(Text shown)
‘Imaginationland’, a three part episode from ‘South Park’s’ eleventh season was just released on DVD. This “director’s cut” featured scenes that were not seen on television, including an opening to Part III which noted, at the end, that ‘Star Wars’ Parodies were unimaginative. This is the second time that ‘South Park’ creators Matt Stone and Trey Parker have taken aim at ‘Family Guy’ although this is nowhere near as big an attack as that made in the show’s tenth season when the two part episode, ‘Cartoon Wars’ called out ‘Family Guy’ as a mindless string of interchangeable gags.
The episodes hypothesized that the ‘Family Guy’ writers were in fact manatees that put idea balls containing pop culture references and other key points together to create gags. While Stone and Parker admit that the show is funny and appreciated by millions of fans they say they “just don’t respect it from a writing standpoint.” ‘Family Guy’ like ‘South Park’ makes use of numerous pop culture references. However, ‘South Park’ takes these references to a relevant point while ‘Family Guy’ uses them like little joke bombs that trigger a laugh and disappear.
(End Text shown)
(Provided material)
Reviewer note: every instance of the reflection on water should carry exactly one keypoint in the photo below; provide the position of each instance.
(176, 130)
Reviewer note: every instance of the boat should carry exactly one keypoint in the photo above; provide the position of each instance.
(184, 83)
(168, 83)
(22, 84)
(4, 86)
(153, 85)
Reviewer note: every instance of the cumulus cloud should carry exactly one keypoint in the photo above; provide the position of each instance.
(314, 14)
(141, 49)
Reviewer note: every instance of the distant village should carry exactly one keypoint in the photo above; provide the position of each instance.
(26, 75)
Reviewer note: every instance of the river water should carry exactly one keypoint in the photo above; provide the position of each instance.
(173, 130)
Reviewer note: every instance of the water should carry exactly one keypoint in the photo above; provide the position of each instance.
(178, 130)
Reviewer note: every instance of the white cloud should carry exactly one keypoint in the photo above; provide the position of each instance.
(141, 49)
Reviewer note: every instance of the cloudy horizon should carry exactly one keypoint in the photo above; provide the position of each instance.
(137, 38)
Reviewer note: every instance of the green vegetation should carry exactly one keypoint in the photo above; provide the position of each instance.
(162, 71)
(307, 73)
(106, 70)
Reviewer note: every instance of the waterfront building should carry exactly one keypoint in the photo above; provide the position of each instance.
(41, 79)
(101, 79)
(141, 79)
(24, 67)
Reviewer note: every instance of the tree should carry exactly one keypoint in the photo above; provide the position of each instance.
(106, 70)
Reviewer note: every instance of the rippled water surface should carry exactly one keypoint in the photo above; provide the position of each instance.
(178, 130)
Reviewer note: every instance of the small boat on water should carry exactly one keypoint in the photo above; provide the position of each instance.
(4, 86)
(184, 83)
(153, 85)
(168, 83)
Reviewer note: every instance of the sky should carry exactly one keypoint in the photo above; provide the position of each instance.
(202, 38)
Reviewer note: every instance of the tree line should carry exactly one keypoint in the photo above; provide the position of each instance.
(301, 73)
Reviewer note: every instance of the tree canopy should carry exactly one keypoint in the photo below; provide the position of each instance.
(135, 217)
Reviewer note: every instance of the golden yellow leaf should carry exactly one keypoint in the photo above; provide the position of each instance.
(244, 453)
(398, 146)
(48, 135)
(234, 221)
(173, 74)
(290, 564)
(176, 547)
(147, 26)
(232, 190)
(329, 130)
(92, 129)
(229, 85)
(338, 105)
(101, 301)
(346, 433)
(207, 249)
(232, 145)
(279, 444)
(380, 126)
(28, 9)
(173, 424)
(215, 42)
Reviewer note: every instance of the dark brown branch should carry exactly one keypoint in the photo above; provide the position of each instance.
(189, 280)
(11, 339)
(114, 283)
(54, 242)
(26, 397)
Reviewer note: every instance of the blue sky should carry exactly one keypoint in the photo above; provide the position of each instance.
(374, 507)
(End Provided material)
What you will do:
a: In the South Park article, what did the "Cartoon Wars" episodes suggest the "Family Guy" writers really were?
b: Pick up the South Park article after its last sentence and continue it.
You can set the rows aside, since none of them are needed.

Answers provided:
a: They suggested the writers were manatees that put together idea balls containing pop culture references and other key points to create gags.

b:
At the end of the day ‘Family Guy’ just seems empty because it works on the surface level only. The stories often go in circles and almost never work towards a central point or theme. ‘South Park’, on the other hand, forces the viewer, for the most part, to take things to another level - to reconcile crude, sometimes distasteful humor with an intelligent, thought provoking point. It’s a brilliant, titillating combination – the desire to recoil coupled with the inspiration to think further on an issue.
Take for example, ‘Tonsil Trouble’ in which Cartman, perhaps the most infamous of 'South Park's' characters, goes in for a routine tonsillectomy and ends up contracting the HIV virus from a blood transfusion. If the idea of HIV as the centerpiece of an animated comedy was not enough to make some people cringe, things are pushed even farther when Cartman infects Kyle with the virus as revenge. No doubt there were some viewers who turned the episode off, others who sat mouth-agape the entire half hour and still others who laughed hysterically. The episode commented on the ‘in’ and ‘out’ nature of diseases. Characters comment on HIV as ‘retro’ and go on to say that cancer is all the rage now. It is a relevant and thought provoking point, one that would have been lost in the business as usual, gag machine that is ‘Family Guy’.
After watching a single episode of ‘South Park’ it becomes startlingly clear that the show is doing something that no other animated show is doing right now, least of all, ‘Family Guy’. Despite this, some find ‘South Park’ to be too preachy and it is a point that its creators have acknowledged, suggesting in DVD commentary that there came a point where they had to step back and stop responding to everything via the show. They could not always be making intelligent social commentary - and that is why viewers can tune in one week for an allegory of Hurricane Katrina and another week for a contest to see who can take the biggest crap.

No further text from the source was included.